### Data for the task
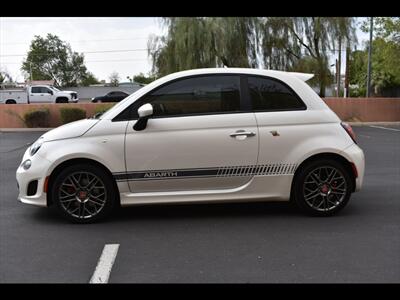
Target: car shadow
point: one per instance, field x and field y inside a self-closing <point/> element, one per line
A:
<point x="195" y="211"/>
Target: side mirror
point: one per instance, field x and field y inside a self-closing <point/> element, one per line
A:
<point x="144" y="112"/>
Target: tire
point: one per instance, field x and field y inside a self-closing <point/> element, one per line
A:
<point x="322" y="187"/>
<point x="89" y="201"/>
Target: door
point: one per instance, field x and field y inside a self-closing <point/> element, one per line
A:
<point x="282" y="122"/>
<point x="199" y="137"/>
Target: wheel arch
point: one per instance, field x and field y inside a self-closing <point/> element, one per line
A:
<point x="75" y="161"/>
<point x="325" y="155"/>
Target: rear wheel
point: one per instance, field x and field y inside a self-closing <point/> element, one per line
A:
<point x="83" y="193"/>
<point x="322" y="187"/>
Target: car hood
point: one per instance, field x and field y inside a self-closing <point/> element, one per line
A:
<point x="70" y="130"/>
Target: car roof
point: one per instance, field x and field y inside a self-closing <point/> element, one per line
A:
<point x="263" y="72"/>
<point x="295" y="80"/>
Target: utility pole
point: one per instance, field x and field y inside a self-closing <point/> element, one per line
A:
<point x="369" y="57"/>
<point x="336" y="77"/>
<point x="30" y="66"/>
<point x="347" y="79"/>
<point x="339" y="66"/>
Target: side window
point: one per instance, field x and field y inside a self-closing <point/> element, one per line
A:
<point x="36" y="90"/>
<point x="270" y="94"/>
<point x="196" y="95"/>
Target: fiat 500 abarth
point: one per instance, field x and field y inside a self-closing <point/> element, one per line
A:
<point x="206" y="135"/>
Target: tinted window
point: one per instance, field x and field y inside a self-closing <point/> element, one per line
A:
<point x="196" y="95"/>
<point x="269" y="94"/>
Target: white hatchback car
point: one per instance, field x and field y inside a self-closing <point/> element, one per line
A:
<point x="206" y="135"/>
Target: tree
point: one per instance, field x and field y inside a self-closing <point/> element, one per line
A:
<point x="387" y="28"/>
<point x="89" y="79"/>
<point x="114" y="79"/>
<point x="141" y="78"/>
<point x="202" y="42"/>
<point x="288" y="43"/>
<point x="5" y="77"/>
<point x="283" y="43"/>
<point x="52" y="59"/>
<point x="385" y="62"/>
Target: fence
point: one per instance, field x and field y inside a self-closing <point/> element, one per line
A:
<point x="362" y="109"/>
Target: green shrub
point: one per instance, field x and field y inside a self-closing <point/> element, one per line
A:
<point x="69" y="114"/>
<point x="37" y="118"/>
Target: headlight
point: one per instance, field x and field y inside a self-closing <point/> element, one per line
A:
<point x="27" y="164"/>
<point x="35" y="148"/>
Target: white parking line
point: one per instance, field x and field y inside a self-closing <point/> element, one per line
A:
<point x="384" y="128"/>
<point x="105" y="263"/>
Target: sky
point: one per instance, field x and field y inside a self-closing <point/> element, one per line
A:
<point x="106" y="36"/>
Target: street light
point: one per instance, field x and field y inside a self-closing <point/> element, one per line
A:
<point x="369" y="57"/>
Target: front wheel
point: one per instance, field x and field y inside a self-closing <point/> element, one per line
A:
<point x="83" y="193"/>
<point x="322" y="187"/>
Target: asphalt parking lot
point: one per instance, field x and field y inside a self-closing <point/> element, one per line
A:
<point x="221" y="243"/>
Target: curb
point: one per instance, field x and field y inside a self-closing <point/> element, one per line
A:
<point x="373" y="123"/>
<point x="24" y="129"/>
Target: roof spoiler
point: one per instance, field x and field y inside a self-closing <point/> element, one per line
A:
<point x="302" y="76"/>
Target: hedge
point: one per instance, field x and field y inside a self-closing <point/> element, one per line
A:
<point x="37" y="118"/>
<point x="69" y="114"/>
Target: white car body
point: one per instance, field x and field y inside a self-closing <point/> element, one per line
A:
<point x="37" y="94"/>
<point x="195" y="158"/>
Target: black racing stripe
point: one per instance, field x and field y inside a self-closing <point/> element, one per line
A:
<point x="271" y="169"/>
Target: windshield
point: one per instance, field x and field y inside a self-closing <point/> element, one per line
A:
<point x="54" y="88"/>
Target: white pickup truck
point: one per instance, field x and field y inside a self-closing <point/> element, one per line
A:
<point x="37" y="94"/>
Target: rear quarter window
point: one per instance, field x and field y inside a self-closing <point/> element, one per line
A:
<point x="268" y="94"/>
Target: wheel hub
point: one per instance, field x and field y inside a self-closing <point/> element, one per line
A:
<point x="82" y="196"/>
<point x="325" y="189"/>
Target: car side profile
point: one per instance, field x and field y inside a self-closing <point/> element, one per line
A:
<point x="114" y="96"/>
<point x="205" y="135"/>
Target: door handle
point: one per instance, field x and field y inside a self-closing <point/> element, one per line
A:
######
Print the entries above exactly, taking out only the pictures.

**Written reply**
Target: car shadow
point: one per instance, field x and field y inside a self-closing <point/> element, one per line
A:
<point x="195" y="211"/>
Target: side mirror
point: one per instance, field x and field y inside a self-closing <point/> element, one per line
A:
<point x="144" y="112"/>
Target: tire
point: one per instance, field x and field y inside a self-closing <point/> element, one per line
A:
<point x="322" y="187"/>
<point x="89" y="201"/>
Target: door
point: one per instance, field x and field y inside a self-closing <point/> element, one per line
A:
<point x="282" y="122"/>
<point x="199" y="137"/>
Target: wheel arch
point: one per instance, field x and field y inside a self-closing <point/> element, one per line
A:
<point x="75" y="161"/>
<point x="325" y="155"/>
Target: rear wheel
point: one per instance, field x and field y inside a self-closing <point/> element, one per line
A:
<point x="83" y="193"/>
<point x="322" y="187"/>
Target: car hood
point: one per instance, field x and field y inside a self-closing <point/> element, one per line
A:
<point x="70" y="130"/>
Target: car roof
point: one per instance, field x and field y inside a self-closing <point/> element, one per line
A:
<point x="263" y="72"/>
<point x="295" y="80"/>
Target: utility pole
point: one per instance, field x and field y inside a self-closing <point/> element, one per line
A:
<point x="369" y="57"/>
<point x="336" y="77"/>
<point x="30" y="66"/>
<point x="347" y="79"/>
<point x="339" y="66"/>
Target: side window
point: one per instance, field x and field y inside a self-closing <point/> element, one per line
A:
<point x="36" y="90"/>
<point x="270" y="94"/>
<point x="196" y="95"/>
Target: fiat 500 abarth
point: one per instance, field x and field y inside a self-closing <point/> element, one per line
A:
<point x="206" y="135"/>
Target: tinted window
point: one per instance, field x and field y inside a self-closing <point/> element, one per line
A:
<point x="196" y="95"/>
<point x="269" y="94"/>
Target: white hatchback car
point: one per instance, field x and field y inside a self-closing <point/> element, one per line
A:
<point x="206" y="135"/>
Target: tree
point: one per instance, field x and field y inside a self-closing <point/> element, one per line
A:
<point x="387" y="28"/>
<point x="89" y="79"/>
<point x="114" y="79"/>
<point x="141" y="78"/>
<point x="202" y="42"/>
<point x="288" y="43"/>
<point x="5" y="77"/>
<point x="283" y="43"/>
<point x="52" y="59"/>
<point x="385" y="62"/>
Target: fence
point: one per instance, field x and field y inside a self-closing <point/> element, one per line
A:
<point x="362" y="109"/>
Target: green shrub
point: one per instance, field x and field y inside a self-closing <point/> element, one per line
A:
<point x="69" y="114"/>
<point x="37" y="118"/>
Target: headlight
point: one per instance, field x and field y inside a self-closing <point/> element, one per line
A:
<point x="27" y="164"/>
<point x="35" y="148"/>
Target: white parking line
point: one per instance, field x and field y inside a self-closing <point/> element, one per line
A:
<point x="384" y="128"/>
<point x="105" y="263"/>
Target: sky
point: one per instance, field x and field y inside a self-closing <point/> element, one per line
A:
<point x="106" y="36"/>
Target: street light
point: one per instance, field x and field y inside a self-closing <point/> element, one per line
A:
<point x="369" y="57"/>
Target: front wheel
point: one per instance, field x and field y inside a self-closing <point/> element, one per line
A:
<point x="83" y="193"/>
<point x="322" y="187"/>
Target: asphalt parking lot
point: one per instance, field x and field y inside a self-closing <point/> element, one per line
A:
<point x="221" y="243"/>
Target: curb
point: one per instance, field x and field y inside a self-closing <point/> element, one per line
A:
<point x="373" y="123"/>
<point x="24" y="129"/>
Target: roof spoiler
point: one per instance, field x and field y inside a self-closing <point/> element, one per line
A:
<point x="302" y="76"/>
Target: hedge
point: one per instance, field x and field y inside a self-closing <point/> element, one per line
A:
<point x="37" y="118"/>
<point x="69" y="114"/>
Target: white car body
point: one per instance, field x and field y inside a self-closing <point/> element, one per line
A:
<point x="37" y="94"/>
<point x="195" y="158"/>
Target: black racing stripe
point: one per instance, field x and field y inside a self-closing <point/> element, one per line
A:
<point x="271" y="169"/>
Target: windshield
point: one per instance, field x and field y inside a self-closing <point/> element, one per line
A:
<point x="54" y="88"/>
Target: white pickup truck
point: one per instance, field x and field y inside a self-closing <point/> element, one per line
A:
<point x="37" y="94"/>
Target: rear quarter window
point: one per instance, field x and field y inside a self-closing <point/> element, one per line
A:
<point x="268" y="94"/>
Target: wheel hub
point: one per instance, field x and field y inside a self-closing <point/> element, one per line
A:
<point x="82" y="196"/>
<point x="325" y="189"/>
Target: car side profile
point: one per instance, field x and field y inside a self-closing <point/> element, one per line
A:
<point x="114" y="96"/>
<point x="205" y="135"/>
Target: door handle
point: one per instance, field x and field y inside a self-closing <point/> element, one per line
A:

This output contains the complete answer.